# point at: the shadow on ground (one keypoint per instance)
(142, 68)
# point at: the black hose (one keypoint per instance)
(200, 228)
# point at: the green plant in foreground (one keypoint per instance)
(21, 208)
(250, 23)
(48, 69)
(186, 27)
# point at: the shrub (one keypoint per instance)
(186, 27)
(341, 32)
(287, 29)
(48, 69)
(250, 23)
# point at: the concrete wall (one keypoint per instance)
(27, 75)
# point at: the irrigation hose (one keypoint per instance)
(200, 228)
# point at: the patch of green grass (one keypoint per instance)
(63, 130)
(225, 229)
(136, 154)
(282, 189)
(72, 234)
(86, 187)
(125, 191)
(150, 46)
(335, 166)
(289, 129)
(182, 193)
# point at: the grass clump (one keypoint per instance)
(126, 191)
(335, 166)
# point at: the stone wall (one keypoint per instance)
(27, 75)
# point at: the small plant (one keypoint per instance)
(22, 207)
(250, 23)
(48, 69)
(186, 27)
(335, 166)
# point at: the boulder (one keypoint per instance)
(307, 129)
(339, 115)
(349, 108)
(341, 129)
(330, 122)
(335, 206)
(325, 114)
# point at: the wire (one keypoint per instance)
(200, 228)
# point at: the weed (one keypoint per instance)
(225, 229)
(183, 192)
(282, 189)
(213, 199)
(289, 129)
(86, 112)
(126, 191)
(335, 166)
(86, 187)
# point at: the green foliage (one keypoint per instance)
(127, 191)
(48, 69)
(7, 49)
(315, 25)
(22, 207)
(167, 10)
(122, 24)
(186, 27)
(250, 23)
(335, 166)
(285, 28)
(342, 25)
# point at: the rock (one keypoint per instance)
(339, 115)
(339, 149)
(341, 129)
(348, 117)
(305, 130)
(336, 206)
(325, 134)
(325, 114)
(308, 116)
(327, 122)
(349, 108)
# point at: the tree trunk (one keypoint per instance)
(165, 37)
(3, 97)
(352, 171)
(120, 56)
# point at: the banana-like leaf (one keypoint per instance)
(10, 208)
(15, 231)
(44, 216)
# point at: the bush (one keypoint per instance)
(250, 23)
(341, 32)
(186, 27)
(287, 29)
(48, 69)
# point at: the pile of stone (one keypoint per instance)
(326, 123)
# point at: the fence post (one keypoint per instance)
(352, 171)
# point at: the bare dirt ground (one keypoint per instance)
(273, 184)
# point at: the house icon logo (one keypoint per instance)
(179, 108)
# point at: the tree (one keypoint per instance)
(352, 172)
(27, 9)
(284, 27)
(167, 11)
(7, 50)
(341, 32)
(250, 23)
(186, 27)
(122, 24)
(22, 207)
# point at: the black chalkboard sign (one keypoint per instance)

■ **GIVEN EXERCISE**:
Starting at the line that has "# point at: the bush" and stopping after the last line of the items, write those lines out again, including each "# point at" line. Add -3 to every coordinate in the points.

■ **RESULT BELOW**:
# point at: the bush (one keypoint per instance)
(247, 20)
(338, 29)
(183, 24)
(284, 26)
(45, 66)
# point at: the pile of stone (one keypoint per instance)
(323, 120)
# point at: the fence post (one keypoint per instance)
(349, 168)
# point at: the bare dirt ground (one keypoint per instance)
(270, 181)
# point at: the house icon logo (one keypoint per instance)
(176, 105)
# point at: the tree (one keypoint per instance)
(349, 169)
(24, 6)
(281, 24)
(164, 8)
(4, 47)
(338, 29)
(247, 20)
(183, 24)
(119, 21)
(19, 204)
# point at: the black chalkboard sign (one keypoint per instance)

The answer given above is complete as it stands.